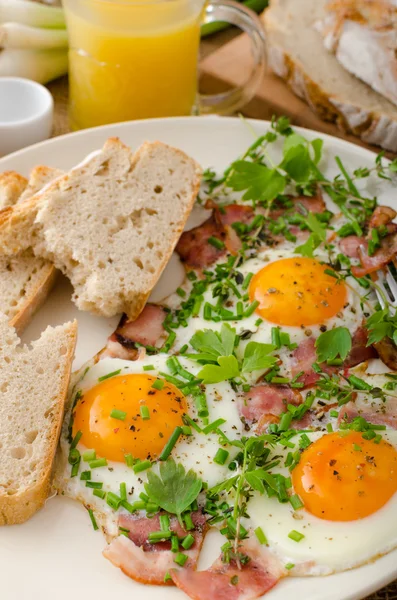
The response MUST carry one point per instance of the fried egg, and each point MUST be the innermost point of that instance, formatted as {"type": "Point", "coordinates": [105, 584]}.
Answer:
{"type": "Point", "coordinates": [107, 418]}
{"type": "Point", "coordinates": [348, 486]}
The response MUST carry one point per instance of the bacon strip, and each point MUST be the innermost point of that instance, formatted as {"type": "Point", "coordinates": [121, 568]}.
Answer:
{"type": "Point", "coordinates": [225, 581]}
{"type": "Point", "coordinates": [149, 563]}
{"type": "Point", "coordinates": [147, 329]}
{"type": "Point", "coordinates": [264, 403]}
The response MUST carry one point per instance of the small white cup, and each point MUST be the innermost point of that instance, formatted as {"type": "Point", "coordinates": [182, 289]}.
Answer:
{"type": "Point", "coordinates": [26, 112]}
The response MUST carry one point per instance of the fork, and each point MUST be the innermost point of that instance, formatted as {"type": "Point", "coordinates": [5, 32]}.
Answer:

◇ ◇ ◇ ◇ ◇

### INSTRUCTION:
Please quote, word for word, the stretch from the line containing "The response MUST carry one point per instance of the bacon" through the end of the items.

### WRITTEN ANSWER:
The response MUST carry one point per instance of the bacon strip, and each point MUST be the innermost point of that instance, formatted as {"type": "Point", "coordinates": [121, 568]}.
Answer:
{"type": "Point", "coordinates": [225, 581]}
{"type": "Point", "coordinates": [149, 563]}
{"type": "Point", "coordinates": [147, 329]}
{"type": "Point", "coordinates": [264, 403]}
The response MUST carry one point per instance of the small white cup, and each point MUST be the innermost point of that instance, formatted as {"type": "Point", "coordinates": [182, 289]}.
Answer:
{"type": "Point", "coordinates": [26, 112]}
The response MUST carry one point per instance of the fork, and each point MUST be the innermost point of that instance, formatted as {"type": "Point", "coordinates": [5, 32]}.
Answer:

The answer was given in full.